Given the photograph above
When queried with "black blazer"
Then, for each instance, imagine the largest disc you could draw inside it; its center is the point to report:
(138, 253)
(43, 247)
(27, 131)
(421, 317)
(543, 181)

+++

> _Problem description_:
In full and without alteration, copy the entries.

> _Output for this exercise_:
Given the photograph above
When queried with "black blazer"
Then, for each instance, imagine the largest disc you could draw inside it; its center is the point to report:
(138, 253)
(43, 247)
(27, 131)
(421, 317)
(543, 181)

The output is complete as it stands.